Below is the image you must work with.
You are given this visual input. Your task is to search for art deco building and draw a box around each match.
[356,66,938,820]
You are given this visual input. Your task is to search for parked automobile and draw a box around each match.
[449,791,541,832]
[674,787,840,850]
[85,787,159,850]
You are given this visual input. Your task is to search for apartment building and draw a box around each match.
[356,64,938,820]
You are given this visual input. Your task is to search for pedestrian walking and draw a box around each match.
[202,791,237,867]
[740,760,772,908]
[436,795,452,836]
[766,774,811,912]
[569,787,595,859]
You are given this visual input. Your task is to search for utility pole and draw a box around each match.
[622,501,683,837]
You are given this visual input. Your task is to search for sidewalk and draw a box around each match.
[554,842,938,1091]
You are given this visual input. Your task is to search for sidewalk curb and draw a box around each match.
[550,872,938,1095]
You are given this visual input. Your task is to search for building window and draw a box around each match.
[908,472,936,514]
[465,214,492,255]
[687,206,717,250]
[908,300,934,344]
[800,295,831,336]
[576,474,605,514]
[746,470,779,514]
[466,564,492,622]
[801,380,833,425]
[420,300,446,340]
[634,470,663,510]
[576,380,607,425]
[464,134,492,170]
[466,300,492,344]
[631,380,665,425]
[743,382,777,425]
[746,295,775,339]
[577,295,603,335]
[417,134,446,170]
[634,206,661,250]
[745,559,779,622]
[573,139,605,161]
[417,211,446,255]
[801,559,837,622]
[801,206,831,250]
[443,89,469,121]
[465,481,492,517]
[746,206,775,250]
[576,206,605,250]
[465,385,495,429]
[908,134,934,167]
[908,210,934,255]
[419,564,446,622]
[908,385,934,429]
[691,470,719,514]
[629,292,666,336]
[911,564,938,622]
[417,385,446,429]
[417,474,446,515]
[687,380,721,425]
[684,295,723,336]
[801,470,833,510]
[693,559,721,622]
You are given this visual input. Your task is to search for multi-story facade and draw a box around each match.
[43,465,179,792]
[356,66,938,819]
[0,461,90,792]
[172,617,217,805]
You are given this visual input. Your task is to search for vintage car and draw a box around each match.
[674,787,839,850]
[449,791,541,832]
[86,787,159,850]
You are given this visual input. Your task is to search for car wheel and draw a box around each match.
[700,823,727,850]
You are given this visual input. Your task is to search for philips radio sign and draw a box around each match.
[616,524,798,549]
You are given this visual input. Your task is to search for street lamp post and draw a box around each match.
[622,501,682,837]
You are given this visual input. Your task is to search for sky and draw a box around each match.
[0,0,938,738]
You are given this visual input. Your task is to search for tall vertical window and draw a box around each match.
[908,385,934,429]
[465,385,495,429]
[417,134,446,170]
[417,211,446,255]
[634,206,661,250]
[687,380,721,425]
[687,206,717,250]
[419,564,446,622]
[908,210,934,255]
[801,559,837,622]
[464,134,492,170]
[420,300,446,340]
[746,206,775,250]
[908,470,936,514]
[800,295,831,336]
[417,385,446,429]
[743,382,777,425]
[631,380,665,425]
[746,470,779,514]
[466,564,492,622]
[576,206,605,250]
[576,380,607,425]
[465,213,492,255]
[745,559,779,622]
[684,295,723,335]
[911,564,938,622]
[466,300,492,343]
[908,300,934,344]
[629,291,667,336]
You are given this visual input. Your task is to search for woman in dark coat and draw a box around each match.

------------------------

**Exercise**. Report each line from the items above that contains the word "building".

**Result below**.
You are given this visual input. Your task is to search for art deco building and draw a box around each match.
You are given this visual input. Your task is to search for apartment building and draw a box around each match.
You are given this visual input. Your task is to search for building window and draw a box around each match.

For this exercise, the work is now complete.